● **What is being asked**
Find every line in the data below that contains the string "green", and copy each of those lines.

● **Stored data**

>> BEGIN

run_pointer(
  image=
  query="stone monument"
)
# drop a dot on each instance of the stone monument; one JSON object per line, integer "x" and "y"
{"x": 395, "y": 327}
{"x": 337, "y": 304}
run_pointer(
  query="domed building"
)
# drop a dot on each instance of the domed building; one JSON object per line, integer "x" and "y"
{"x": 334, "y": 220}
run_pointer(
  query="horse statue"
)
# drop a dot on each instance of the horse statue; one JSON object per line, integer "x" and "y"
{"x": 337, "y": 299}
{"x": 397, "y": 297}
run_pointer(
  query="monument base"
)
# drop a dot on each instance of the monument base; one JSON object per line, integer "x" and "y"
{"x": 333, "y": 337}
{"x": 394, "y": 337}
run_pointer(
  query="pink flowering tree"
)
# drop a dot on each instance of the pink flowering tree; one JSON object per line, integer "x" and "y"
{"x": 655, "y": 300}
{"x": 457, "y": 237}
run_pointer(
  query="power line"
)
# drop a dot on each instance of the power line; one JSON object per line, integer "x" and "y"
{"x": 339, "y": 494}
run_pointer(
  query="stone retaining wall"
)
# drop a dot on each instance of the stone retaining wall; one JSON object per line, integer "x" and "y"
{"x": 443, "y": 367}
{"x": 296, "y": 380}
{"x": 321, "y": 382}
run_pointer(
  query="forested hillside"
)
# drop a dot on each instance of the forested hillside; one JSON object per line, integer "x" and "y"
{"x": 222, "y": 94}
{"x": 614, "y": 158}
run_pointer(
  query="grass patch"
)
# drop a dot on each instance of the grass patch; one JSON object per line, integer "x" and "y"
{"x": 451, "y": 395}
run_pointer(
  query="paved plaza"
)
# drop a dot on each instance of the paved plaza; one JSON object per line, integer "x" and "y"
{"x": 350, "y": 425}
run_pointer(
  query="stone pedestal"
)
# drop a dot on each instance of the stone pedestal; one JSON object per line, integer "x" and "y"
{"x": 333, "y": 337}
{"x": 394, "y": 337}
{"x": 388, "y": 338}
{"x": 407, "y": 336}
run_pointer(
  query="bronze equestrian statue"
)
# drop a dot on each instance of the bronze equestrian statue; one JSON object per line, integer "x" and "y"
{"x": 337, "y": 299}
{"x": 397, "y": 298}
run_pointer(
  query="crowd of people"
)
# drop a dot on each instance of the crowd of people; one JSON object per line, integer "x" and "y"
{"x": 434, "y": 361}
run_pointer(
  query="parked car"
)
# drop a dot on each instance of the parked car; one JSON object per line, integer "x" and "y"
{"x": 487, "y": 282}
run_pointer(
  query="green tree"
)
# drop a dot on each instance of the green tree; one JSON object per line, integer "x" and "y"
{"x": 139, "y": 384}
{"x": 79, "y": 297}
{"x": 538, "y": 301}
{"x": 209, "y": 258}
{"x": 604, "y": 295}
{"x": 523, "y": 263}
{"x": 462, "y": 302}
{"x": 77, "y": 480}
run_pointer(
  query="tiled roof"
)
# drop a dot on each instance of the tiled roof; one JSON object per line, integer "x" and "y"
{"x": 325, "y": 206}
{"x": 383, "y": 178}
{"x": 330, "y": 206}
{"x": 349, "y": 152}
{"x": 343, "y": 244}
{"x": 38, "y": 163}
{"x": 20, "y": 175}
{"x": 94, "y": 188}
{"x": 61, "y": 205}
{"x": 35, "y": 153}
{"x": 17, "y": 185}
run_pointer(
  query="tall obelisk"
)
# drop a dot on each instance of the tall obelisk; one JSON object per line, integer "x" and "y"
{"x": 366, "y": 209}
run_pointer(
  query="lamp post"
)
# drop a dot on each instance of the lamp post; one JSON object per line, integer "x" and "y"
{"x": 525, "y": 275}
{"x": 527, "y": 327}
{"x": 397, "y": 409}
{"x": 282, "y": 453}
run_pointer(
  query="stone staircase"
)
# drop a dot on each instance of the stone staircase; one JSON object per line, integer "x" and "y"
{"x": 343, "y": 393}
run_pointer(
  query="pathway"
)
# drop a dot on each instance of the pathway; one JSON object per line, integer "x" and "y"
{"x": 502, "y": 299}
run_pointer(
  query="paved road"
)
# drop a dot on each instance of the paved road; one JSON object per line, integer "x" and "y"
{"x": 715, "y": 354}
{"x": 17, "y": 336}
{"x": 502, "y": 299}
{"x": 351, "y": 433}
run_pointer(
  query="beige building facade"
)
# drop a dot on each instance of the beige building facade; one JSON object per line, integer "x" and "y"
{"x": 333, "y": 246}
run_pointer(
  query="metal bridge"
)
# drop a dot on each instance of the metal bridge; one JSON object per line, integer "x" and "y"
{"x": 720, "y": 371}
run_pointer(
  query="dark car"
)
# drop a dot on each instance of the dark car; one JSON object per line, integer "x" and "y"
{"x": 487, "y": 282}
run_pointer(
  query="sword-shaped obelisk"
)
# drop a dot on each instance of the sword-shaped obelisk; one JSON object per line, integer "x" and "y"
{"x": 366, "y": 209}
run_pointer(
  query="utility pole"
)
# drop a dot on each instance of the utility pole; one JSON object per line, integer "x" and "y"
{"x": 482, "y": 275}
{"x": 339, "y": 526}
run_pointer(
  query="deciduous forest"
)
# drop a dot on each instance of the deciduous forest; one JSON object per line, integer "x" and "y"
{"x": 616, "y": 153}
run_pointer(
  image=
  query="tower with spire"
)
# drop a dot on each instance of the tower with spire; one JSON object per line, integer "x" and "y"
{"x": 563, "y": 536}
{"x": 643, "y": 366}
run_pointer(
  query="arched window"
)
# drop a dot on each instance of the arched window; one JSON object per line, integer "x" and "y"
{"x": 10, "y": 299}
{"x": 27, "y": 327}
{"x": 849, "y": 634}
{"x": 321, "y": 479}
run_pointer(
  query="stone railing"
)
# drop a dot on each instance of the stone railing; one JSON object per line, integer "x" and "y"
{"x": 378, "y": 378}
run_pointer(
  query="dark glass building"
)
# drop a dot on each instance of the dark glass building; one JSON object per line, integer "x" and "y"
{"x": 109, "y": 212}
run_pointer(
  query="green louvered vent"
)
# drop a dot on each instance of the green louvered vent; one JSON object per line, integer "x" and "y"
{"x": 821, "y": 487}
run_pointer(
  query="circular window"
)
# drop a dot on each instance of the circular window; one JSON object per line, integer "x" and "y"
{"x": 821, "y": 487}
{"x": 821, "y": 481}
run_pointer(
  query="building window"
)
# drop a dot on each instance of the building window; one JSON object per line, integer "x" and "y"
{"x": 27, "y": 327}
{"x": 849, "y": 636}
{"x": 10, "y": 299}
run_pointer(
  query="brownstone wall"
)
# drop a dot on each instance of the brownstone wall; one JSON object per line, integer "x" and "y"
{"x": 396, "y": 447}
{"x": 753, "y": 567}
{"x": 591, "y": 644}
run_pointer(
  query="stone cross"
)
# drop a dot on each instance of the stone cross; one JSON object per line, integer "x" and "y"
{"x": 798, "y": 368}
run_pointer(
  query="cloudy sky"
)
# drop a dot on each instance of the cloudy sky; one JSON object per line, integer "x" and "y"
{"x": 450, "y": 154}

>> END

● **Exercise answer**
  query="green tree"
# drop a dot on each instance of the green tree; one JSON object per line, integer "x" and "y"
  query="green louvered vent"
# drop a dot on each instance of the green louvered vent; one JSON object per line, integer "x" and "y"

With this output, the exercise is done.